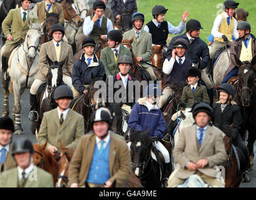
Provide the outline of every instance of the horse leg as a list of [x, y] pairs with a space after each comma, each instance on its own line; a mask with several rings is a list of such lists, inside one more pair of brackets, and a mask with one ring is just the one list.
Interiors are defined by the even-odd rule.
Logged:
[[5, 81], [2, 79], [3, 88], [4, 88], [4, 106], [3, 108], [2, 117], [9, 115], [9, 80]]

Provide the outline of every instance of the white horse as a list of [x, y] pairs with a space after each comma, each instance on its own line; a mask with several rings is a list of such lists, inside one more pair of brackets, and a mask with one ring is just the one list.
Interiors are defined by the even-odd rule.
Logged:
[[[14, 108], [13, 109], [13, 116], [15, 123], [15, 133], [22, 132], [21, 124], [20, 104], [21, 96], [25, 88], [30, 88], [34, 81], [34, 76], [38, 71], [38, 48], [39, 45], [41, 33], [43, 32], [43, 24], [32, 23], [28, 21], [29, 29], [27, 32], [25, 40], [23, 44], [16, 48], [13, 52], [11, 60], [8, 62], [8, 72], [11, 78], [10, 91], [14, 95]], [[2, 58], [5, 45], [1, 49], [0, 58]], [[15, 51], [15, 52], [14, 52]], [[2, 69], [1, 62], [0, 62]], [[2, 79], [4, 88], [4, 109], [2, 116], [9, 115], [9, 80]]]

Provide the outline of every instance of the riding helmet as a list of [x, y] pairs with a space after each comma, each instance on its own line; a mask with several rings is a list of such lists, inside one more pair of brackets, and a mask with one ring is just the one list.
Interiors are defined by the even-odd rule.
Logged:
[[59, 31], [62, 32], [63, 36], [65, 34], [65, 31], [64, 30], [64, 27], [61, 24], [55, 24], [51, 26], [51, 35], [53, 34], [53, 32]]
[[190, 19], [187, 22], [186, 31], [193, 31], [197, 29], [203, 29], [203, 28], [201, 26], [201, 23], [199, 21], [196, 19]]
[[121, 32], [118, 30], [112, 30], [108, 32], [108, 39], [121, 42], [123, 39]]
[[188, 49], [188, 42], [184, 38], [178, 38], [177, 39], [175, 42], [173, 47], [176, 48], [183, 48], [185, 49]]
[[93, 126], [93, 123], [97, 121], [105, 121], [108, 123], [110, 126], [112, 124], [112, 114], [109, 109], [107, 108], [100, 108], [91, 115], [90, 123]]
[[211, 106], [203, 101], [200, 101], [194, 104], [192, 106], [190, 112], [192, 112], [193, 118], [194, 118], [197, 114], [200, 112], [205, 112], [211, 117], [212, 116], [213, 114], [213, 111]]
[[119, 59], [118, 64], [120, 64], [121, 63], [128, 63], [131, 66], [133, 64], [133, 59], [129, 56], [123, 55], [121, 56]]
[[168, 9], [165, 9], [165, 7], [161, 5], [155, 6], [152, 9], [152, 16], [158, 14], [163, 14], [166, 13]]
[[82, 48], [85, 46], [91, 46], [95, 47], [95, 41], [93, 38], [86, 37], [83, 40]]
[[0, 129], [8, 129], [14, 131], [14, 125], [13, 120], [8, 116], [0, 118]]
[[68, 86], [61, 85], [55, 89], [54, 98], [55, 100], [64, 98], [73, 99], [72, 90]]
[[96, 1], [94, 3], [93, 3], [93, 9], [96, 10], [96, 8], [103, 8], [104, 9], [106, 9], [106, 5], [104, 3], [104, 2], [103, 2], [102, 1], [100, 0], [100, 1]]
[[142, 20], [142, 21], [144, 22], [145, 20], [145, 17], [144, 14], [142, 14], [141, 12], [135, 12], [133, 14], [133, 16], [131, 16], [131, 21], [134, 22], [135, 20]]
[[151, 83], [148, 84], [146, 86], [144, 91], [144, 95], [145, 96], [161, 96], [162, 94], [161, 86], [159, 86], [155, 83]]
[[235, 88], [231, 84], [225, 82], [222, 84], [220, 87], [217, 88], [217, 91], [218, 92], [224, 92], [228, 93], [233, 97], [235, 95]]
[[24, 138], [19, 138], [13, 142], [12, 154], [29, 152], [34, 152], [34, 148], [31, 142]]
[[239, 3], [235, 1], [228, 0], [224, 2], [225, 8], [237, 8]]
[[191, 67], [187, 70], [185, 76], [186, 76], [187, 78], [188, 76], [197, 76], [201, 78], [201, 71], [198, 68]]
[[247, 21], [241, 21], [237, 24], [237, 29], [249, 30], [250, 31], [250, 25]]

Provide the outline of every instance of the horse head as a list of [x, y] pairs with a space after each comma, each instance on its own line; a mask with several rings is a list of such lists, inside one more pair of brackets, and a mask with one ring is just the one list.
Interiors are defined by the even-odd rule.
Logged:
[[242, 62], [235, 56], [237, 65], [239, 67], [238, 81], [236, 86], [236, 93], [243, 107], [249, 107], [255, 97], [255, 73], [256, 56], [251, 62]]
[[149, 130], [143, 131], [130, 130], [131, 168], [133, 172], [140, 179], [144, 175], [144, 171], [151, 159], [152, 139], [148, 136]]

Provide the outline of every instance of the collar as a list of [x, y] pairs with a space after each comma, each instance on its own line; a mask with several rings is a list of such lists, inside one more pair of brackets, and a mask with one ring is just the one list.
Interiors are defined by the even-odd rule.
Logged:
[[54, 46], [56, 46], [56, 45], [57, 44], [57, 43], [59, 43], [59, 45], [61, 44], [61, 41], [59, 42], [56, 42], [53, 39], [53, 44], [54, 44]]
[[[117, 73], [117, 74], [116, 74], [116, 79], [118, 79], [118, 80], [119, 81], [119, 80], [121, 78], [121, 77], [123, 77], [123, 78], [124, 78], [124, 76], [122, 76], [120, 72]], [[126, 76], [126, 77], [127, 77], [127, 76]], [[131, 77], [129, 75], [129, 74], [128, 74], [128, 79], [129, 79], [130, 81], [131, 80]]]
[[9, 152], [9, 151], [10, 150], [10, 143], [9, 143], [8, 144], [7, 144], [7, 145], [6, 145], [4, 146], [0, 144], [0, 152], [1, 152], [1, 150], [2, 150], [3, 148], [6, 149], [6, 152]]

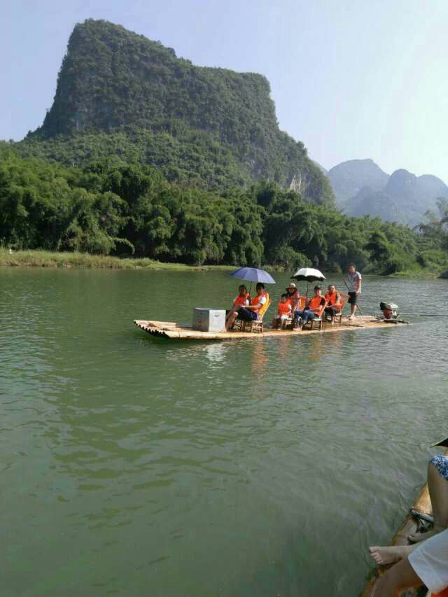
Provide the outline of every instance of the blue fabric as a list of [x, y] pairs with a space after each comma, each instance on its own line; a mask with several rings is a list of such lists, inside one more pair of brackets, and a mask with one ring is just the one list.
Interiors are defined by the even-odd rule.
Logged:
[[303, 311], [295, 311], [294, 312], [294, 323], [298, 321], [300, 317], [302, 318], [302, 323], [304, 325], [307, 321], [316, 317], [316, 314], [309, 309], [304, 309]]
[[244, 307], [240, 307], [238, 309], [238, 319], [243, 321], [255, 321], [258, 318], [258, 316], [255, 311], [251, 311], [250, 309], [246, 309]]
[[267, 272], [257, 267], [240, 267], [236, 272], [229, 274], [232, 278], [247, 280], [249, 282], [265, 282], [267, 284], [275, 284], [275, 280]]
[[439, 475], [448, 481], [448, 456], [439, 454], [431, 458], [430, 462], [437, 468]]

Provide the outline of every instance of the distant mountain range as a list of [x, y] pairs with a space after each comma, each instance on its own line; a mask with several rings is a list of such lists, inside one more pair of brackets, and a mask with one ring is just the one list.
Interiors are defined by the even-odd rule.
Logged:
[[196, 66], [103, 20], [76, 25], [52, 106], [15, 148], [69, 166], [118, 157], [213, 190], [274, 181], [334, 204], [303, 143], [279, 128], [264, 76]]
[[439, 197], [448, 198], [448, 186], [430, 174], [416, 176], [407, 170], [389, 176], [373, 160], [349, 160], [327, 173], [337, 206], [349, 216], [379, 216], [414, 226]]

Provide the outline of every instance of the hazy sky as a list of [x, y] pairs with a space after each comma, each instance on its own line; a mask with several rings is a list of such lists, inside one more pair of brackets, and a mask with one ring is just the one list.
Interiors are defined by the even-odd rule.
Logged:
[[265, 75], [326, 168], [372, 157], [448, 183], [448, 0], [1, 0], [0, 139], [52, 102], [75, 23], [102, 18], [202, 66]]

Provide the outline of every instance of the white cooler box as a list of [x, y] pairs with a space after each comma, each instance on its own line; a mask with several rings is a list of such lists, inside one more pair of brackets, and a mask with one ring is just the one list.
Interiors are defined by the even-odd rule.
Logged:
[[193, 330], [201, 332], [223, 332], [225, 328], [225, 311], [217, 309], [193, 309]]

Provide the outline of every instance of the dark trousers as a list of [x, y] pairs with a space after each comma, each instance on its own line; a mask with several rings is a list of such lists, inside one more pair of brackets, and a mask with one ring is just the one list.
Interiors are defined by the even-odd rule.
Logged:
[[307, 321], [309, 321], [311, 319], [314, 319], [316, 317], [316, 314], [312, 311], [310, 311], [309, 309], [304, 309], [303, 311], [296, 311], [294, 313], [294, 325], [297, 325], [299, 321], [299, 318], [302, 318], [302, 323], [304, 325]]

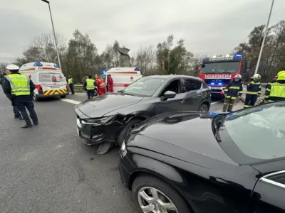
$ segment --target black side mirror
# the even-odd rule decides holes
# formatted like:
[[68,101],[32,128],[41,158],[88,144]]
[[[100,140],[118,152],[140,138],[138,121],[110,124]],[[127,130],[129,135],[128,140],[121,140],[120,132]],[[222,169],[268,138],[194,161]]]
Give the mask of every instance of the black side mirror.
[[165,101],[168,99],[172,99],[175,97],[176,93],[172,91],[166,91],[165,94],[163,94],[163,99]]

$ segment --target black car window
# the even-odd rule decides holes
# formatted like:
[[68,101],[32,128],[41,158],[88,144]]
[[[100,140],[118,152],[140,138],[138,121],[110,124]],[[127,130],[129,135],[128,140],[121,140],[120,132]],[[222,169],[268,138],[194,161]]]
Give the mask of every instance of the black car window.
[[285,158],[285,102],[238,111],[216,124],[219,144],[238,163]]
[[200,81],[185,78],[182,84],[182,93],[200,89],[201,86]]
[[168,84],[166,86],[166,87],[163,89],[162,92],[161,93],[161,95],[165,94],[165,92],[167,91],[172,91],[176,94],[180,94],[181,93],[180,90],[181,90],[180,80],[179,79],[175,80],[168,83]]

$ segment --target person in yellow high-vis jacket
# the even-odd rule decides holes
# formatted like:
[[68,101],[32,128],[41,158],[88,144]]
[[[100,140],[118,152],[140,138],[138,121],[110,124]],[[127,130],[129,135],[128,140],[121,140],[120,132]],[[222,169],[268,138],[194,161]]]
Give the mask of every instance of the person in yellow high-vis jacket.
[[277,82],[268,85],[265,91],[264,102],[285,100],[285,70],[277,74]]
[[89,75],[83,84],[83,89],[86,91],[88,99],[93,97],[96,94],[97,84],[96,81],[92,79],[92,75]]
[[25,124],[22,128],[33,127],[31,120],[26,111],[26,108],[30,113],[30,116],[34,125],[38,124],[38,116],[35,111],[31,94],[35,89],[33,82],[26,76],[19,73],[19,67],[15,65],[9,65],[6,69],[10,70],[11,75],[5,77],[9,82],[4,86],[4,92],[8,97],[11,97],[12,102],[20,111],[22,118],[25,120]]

Exercise details
Reproduce everything from the line containing "Provide the outline of every instance of the collar" down to the line containing "81], [131, 80]]]", with both of those lines included.

Answer to the exercise
Provide the outline of every instance of the collar as a list of [x, y] pairs with a space after each comma, each instance on its own line; a mask with several rings is a list of such lists, inside one more pair of brackets, and a mask with one ring is just the one list.
Interiors are defined by the even-odd rule.
Logged:
[[54, 46], [56, 46], [56, 45], [57, 44], [57, 43], [59, 43], [59, 45], [61, 44], [61, 41], [59, 42], [56, 42], [53, 39], [53, 44], [54, 44]]
[[[117, 73], [117, 74], [116, 74], [116, 79], [118, 79], [118, 80], [119, 81], [119, 80], [121, 78], [121, 77], [123, 77], [123, 78], [124, 78], [124, 76], [122, 76], [120, 72]], [[126, 76], [126, 77], [127, 77], [127, 76]], [[131, 77], [129, 75], [129, 74], [128, 74], [128, 79], [129, 79], [130, 81], [131, 80]]]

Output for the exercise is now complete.